Named object pointing entries
....
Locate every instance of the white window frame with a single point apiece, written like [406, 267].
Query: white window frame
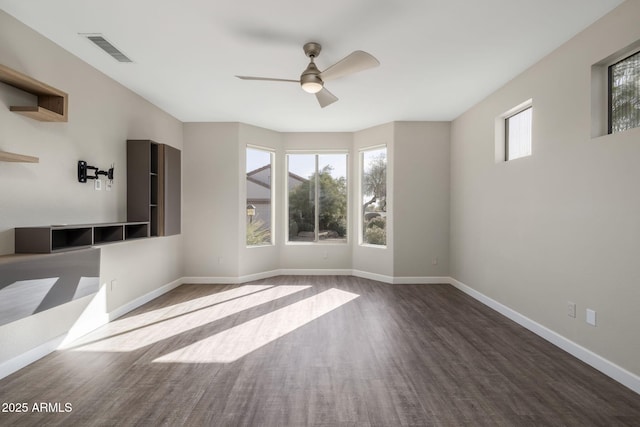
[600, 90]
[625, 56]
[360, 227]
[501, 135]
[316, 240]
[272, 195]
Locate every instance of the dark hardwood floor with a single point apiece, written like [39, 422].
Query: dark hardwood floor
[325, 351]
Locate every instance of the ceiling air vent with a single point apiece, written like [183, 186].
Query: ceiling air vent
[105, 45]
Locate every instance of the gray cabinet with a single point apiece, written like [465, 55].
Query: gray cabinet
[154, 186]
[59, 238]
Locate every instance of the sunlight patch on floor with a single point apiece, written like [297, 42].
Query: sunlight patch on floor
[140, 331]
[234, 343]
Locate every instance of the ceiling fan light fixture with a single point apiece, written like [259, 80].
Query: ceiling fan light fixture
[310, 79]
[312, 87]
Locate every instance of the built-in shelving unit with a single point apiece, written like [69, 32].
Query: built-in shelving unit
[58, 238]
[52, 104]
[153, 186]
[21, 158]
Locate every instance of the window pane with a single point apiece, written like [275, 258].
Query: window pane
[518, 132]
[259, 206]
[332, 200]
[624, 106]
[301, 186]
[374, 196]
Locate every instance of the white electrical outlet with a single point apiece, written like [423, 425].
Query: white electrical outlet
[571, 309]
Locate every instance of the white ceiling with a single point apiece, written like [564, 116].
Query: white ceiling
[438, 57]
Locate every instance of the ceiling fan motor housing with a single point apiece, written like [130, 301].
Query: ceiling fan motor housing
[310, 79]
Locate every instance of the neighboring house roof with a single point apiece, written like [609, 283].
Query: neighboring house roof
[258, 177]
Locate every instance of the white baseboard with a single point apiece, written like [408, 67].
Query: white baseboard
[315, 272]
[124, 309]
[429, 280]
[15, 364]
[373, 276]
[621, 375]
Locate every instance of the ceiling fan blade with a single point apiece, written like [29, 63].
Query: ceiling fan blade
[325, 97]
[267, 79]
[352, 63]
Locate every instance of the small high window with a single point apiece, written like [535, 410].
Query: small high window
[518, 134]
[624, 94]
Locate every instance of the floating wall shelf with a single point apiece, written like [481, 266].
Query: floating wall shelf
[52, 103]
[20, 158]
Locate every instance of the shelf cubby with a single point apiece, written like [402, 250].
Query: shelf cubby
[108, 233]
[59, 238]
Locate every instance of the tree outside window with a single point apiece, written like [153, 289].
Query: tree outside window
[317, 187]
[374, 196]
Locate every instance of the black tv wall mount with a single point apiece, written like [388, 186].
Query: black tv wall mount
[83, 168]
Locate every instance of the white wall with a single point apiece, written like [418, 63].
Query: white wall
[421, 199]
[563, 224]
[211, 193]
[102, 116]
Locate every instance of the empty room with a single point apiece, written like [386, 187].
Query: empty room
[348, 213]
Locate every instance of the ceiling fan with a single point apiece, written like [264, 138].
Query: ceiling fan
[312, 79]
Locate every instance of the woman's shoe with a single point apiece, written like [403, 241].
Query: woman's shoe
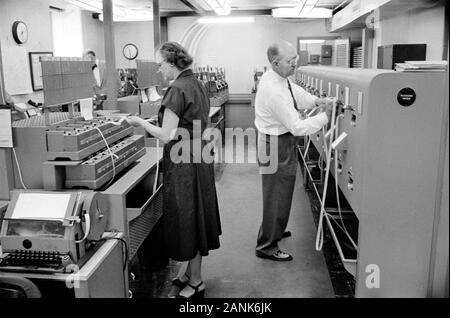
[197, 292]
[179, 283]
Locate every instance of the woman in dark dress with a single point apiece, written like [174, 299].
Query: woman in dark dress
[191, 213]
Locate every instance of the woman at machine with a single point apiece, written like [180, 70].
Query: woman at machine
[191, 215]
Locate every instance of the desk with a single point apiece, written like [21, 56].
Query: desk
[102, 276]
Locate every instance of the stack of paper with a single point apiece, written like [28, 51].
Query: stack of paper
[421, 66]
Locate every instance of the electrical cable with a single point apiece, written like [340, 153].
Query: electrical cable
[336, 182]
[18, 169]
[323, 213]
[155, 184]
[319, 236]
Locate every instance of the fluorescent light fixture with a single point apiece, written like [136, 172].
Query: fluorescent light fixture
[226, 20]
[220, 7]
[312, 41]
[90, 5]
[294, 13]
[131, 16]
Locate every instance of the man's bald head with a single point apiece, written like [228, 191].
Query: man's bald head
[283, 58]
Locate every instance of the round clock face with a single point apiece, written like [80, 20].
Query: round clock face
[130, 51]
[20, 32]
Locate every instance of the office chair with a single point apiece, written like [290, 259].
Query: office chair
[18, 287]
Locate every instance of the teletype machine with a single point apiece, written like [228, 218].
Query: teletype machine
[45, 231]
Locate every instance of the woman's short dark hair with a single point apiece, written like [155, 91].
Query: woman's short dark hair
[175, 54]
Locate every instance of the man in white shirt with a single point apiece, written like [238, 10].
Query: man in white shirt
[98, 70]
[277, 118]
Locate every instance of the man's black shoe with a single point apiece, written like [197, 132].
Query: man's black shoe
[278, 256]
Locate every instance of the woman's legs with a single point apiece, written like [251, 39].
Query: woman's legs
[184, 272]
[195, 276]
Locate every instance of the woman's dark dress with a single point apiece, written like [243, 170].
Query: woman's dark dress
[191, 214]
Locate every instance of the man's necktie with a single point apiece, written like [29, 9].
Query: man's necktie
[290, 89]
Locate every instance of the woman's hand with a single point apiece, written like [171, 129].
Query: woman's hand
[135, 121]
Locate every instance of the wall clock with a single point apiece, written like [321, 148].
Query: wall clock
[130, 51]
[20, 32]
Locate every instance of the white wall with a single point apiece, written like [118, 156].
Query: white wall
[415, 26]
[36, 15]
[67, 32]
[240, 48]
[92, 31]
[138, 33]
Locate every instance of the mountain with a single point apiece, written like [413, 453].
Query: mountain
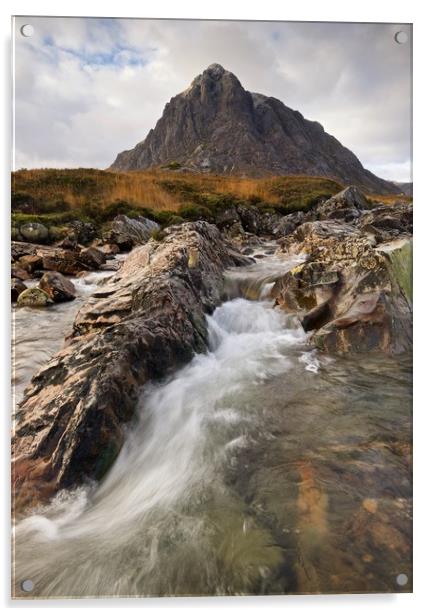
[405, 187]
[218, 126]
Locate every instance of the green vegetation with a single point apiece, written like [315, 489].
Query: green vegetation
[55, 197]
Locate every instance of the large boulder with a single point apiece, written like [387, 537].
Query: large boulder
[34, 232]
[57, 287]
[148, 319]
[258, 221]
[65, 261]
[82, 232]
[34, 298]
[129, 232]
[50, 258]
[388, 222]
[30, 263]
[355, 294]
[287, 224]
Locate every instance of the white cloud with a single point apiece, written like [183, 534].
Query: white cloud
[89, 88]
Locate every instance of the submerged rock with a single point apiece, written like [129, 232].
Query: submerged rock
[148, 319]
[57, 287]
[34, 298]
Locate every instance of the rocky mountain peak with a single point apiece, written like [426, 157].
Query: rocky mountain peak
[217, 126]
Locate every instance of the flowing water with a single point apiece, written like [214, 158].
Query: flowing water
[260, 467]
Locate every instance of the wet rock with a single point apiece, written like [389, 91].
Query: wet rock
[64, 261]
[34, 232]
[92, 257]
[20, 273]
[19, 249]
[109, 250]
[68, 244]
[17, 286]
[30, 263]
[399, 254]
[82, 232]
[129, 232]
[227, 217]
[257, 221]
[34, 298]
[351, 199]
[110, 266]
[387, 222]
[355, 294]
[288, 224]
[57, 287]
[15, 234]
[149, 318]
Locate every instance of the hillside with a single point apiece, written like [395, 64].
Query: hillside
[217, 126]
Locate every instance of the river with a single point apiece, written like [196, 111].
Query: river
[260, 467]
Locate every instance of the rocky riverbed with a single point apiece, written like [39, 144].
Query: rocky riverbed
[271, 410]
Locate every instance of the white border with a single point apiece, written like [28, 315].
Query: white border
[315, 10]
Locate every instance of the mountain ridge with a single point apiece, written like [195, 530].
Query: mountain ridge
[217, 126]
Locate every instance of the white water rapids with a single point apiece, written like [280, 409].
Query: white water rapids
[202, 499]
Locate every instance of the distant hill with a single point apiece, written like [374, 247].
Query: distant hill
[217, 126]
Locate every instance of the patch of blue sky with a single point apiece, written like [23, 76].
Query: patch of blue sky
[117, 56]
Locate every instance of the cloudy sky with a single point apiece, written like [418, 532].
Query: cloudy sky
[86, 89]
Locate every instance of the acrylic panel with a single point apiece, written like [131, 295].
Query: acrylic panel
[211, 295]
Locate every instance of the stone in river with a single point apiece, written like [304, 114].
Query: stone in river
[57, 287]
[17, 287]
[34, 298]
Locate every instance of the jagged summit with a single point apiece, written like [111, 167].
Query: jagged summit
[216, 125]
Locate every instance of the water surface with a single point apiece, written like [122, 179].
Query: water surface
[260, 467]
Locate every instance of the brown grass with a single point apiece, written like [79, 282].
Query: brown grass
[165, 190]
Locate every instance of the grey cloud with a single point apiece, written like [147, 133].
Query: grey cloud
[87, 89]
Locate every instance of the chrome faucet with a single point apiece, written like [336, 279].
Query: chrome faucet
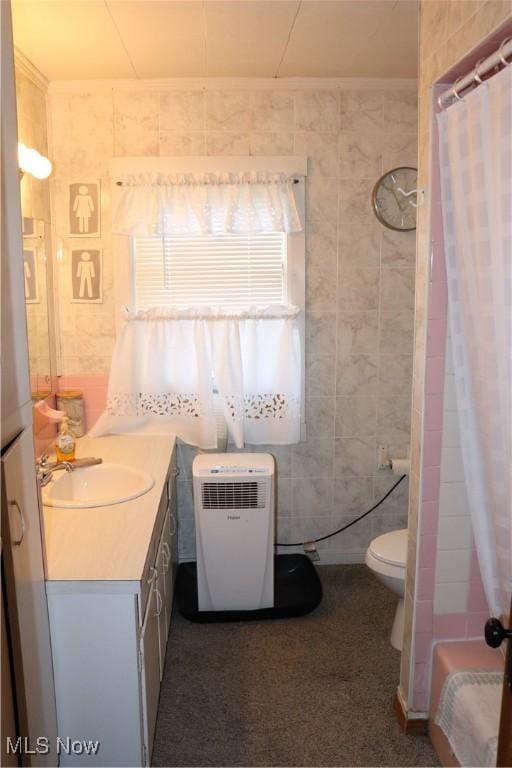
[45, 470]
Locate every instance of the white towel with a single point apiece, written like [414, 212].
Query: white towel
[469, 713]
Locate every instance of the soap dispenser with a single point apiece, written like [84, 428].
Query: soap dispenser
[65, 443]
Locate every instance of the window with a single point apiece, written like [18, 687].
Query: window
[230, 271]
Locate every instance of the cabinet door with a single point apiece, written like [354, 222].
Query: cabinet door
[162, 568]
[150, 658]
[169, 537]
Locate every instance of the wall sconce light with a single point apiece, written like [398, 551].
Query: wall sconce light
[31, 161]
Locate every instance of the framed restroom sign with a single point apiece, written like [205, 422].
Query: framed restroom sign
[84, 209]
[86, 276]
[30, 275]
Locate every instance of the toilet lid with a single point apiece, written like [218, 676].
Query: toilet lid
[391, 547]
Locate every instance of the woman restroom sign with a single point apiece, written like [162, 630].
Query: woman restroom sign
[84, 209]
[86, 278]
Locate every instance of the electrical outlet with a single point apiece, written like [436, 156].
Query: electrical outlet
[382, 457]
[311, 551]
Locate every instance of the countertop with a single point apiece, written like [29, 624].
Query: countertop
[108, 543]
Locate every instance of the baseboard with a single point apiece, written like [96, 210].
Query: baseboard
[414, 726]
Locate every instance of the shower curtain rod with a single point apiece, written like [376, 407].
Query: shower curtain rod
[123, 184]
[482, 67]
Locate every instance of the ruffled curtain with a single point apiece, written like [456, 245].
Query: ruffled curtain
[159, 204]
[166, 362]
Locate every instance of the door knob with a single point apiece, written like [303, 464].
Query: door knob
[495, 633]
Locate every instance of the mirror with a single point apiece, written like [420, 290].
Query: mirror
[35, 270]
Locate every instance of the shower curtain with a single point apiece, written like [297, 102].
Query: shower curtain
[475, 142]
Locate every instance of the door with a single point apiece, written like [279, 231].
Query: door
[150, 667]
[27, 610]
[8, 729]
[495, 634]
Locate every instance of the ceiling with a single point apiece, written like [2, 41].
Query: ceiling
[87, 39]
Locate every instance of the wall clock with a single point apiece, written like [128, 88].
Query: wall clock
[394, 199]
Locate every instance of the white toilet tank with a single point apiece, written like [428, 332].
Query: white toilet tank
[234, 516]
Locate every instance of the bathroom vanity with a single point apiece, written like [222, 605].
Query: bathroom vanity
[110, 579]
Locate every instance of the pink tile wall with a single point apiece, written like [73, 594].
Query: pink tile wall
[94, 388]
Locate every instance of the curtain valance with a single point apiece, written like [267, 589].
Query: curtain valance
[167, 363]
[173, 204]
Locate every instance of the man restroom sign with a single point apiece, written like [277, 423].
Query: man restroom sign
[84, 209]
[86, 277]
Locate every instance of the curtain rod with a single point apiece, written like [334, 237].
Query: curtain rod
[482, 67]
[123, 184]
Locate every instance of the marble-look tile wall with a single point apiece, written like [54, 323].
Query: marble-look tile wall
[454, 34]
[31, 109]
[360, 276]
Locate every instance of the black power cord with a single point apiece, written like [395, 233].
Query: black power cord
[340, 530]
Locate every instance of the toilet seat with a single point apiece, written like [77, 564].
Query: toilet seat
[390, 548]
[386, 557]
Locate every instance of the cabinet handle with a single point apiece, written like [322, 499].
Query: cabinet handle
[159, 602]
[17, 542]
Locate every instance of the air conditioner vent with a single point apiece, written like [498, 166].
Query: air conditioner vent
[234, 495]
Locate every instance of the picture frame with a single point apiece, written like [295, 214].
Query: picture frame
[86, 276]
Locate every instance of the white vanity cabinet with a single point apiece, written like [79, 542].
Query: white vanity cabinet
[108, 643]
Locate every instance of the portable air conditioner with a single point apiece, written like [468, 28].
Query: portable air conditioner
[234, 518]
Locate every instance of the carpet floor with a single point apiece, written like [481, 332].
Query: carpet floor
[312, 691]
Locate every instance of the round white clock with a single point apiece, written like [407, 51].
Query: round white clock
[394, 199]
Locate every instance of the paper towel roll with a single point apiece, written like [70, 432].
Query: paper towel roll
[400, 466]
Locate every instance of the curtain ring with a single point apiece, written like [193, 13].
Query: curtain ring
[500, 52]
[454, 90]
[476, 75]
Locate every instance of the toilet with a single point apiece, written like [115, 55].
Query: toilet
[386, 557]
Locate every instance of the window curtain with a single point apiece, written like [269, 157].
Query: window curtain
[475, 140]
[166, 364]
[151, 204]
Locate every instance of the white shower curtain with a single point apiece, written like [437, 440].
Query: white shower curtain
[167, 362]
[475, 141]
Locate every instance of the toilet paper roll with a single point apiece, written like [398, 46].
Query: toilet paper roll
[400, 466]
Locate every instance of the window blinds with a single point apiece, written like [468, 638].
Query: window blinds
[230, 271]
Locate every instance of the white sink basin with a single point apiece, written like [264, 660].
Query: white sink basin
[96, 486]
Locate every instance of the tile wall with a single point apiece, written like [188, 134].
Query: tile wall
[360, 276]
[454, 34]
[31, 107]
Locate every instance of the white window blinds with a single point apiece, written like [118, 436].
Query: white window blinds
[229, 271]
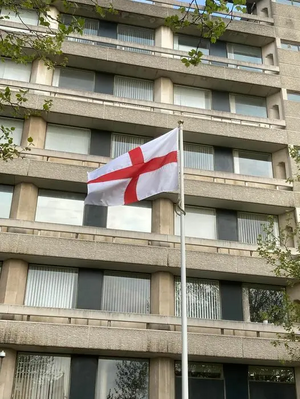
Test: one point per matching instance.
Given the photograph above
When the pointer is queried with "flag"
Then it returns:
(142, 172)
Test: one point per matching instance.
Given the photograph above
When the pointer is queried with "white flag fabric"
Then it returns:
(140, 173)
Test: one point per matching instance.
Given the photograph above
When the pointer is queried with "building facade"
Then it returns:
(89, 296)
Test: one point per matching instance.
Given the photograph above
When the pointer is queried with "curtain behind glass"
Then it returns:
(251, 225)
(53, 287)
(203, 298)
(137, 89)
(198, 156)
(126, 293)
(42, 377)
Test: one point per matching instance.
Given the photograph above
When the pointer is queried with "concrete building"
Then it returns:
....
THE REQUEST
Copy out exactly the lines from the one with "Locate every instance of the white sink" through the end of the listing, both ends included, omitting any picture.

RESULT OF THIS EXERCISE
Locate every instance of the white sink basin with a single point apiece, written like [264, 660].
Query: white sink basin
[96, 486]
Locate every instance of the tile wall with a single point apiece, written like [188, 134].
Query: tile wall
[360, 276]
[454, 34]
[31, 107]
Locate every instance of the white window blinds with a single point apiece, written like [118, 436].
Query: white window blinds
[229, 271]
Test: one point per matching instance.
Given the photograph above
When the pointer is queried with "flag"
Then it returns:
(142, 172)
Test: one point per matching instance.
Given the photograph above
When the pointer is queried with "white flag fabric"
Then it returns:
(140, 173)
Test: one point per matching instance.
Given the photograph above
When the pointer is queried with "building facade"
Then it returns:
(89, 296)
Test: one point per matching instance.
Given the photograph above
When the pointer is queried with "curtain behind glass"
Then it returns:
(251, 225)
(53, 287)
(203, 298)
(137, 89)
(198, 156)
(126, 293)
(42, 377)
Test: one point per matching instance.
Given the photograph above
When the pointer is queried with "concrete building"
Then it returns:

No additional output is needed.